It was said of the legendary dance team Fred Astaire and Ginger Rogers, that one of the reasons their performances were so magical was that she gave him sex appeal and he gave her class. That could also be a crude, but rather accurate, description of the partnership between composer Richard Strauss and poet Hugo von Hofmannsthal.
Against all the odds, their amazing association lasted almost 25 years (until von Hofmannsthal’s death) and resulted in six operas, plus assorted other works. But it would be difficult to find two men who were as opposite, both personally and professionally. Edward Sackville-West put it perfectly in the introduction to the published correspondence between the two: “We seem to be watching a Siamese cat working out a modus vivendi with a Labrador.” Those differences repeatedly surfaced during their struggles to create Ariadne auf Naxos–a project that would strain their relationship almost to the breaking point.
The two men had met socially for the first time in 1899 or 1900 – sources differ on the date – when both men were already extremely well known in their individual spheres. Von Hofmannsthal, who was 10 years younger than Strauss, had become famous as a teenager when he published some poetry under the pseudonym “Loris,” and his subsequent poetry, essays and dramas had made him one of the most respected writers in the German-speaking world, and an intellectual leader with which to be reckoned. Strauss was the preeminent living German composer, and a conductor of such international renown he had recently turned down an offer from the New York Philharmonic in order to become chief conductor of Berlin’s Royal Court Opera.

A data block:
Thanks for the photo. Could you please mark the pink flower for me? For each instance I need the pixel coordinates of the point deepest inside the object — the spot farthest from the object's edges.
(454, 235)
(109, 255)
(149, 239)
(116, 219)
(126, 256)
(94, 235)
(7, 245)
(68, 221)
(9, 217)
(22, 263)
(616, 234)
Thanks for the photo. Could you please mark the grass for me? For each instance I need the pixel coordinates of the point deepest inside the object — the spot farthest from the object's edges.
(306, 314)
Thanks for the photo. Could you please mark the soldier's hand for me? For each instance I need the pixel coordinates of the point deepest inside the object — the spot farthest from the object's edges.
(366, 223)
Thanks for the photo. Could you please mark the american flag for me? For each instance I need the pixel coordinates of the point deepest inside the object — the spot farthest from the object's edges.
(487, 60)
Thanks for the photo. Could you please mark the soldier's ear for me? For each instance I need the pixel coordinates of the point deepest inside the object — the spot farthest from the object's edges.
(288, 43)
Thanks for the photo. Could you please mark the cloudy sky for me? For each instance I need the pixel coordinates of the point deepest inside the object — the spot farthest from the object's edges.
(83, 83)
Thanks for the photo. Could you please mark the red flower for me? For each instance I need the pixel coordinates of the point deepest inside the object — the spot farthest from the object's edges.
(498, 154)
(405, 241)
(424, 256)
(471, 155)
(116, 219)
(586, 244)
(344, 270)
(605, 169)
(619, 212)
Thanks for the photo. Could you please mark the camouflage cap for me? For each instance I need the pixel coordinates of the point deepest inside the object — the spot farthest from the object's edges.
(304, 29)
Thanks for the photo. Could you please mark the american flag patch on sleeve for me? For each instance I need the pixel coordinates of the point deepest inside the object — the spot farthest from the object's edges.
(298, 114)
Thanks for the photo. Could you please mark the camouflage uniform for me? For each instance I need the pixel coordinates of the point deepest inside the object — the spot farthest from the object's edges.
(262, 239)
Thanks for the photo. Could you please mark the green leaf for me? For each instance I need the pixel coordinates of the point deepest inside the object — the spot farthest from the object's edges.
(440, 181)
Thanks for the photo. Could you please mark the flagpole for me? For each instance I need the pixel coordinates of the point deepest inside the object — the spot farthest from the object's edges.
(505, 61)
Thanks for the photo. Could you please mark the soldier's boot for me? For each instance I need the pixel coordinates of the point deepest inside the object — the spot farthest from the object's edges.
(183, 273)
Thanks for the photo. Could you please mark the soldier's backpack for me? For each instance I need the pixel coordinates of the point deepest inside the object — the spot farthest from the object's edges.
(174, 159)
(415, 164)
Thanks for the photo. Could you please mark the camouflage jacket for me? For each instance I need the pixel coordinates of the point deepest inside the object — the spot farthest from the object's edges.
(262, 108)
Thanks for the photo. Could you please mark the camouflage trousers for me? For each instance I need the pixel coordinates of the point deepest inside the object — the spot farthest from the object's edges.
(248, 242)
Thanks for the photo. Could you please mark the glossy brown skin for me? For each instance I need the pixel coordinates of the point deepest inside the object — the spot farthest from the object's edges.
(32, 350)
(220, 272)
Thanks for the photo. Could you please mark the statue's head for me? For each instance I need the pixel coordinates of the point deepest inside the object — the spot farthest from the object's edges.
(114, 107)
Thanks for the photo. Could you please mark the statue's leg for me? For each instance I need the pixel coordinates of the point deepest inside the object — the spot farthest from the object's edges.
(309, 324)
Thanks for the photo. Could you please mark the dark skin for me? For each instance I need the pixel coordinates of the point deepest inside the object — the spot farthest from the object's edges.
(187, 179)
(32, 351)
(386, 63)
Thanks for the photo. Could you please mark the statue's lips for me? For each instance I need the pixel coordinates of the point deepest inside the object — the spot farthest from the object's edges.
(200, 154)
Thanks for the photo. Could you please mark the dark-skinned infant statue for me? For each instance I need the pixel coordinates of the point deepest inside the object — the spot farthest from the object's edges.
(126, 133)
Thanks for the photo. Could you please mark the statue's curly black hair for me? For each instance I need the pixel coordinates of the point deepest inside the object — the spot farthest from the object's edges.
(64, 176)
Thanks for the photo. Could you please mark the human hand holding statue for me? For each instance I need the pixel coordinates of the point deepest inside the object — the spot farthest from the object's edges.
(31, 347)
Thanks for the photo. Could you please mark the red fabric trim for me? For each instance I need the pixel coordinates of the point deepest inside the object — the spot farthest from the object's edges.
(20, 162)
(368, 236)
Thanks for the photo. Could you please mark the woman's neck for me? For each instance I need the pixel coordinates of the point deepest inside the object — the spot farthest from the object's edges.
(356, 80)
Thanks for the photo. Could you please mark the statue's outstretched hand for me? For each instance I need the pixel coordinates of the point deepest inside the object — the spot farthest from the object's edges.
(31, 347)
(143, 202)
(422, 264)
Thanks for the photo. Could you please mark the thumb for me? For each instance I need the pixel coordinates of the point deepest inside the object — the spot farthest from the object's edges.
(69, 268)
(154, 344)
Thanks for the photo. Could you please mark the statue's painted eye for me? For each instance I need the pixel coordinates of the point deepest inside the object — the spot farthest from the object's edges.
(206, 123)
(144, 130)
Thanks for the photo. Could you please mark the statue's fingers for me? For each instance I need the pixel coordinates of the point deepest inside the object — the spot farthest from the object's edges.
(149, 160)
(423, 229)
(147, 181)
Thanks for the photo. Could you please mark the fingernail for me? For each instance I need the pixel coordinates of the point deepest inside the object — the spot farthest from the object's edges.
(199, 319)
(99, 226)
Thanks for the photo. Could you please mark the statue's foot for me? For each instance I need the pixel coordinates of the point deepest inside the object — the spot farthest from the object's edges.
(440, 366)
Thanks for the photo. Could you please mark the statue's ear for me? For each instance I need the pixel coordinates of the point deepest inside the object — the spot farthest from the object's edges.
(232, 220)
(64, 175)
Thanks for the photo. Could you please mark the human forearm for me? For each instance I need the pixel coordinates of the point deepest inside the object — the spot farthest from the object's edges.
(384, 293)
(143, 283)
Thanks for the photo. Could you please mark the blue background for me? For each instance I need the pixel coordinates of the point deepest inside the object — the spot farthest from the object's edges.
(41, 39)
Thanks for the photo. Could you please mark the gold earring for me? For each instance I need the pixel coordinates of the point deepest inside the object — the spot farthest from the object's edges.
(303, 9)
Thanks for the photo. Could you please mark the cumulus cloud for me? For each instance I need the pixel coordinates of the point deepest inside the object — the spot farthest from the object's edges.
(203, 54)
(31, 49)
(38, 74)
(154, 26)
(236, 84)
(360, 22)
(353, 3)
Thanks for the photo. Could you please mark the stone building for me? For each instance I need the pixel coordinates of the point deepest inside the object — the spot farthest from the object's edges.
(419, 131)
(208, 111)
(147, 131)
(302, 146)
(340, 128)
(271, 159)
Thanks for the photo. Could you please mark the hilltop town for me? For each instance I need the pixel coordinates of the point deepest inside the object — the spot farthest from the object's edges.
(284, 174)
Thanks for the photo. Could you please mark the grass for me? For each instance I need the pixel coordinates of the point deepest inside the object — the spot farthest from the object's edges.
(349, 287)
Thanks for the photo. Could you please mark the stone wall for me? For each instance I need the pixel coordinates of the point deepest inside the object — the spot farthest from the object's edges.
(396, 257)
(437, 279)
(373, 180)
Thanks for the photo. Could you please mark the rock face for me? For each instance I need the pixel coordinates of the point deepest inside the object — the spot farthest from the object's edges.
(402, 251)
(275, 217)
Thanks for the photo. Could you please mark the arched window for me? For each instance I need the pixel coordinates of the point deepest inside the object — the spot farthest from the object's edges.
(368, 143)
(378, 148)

WRITTEN EXERCISE 1:
Pull out every line of the listing that contains the word "flower".
WRITTEN EXERCISE 2:
Carry on the passage on the Strauss–von Hofmannsthal partnership, picking up after its final sentence.
The listing is unrelated to the passage on the Strauss–von Hofmannsthal partnership.

WRITTEN RESPONSE 1:
Thanks for the photo. Could you please mark the pink flower for me? For each instance I need the pixel coordinates of the point deepest inside the object — the spot farthest from the object's edges.
Thanks for the photo. Could you please mark the red flower for me? For each instance I need the pixel coordinates of the point deepest inside the object — the spot farthest from the object's edges.

WRITTEN RESPONSE 2:
In November 1900, von Hofmannsthal suggested they collaborate on a ballet entitled Der Triumph der Zeit, but Strauss was occupied with his second opera, Feuersnot. However, a few years later, after writing Salome, Strauss attended a performance of von Hofmannsthal’s play Elektra, and immediately realized its golden operatic potential.
Their work together on the opera Elektra (which premiered in 1909) and Der Rosenkavalier (1911) went amazingly smoothly, in part because their collaboration was one between equals. Each man respected the other and went out of his way not to meddle in what he saw as the other’s territory unless absolutely necessary. Strauss told von Hofmannsthal “you’re a born librettist,” (which he meant as a compliment) and he was so tickled with the opening scene of Rosenkavalier he wrote, “You’re Da Ponte and Scribe rolled into one.”
But when they began working on their next project, Ariadne auf Naxos, some of the disagreements which had been simmering – ignored – on a back burner, boiled over; and the project they had originally envisioned as “a trifle,” (until they could work on their next major undertaking, Die Frau ohne Schatten), turned into an acrimonious nightmare. At its heart were the almost unreconcilable world views of the two men themselves.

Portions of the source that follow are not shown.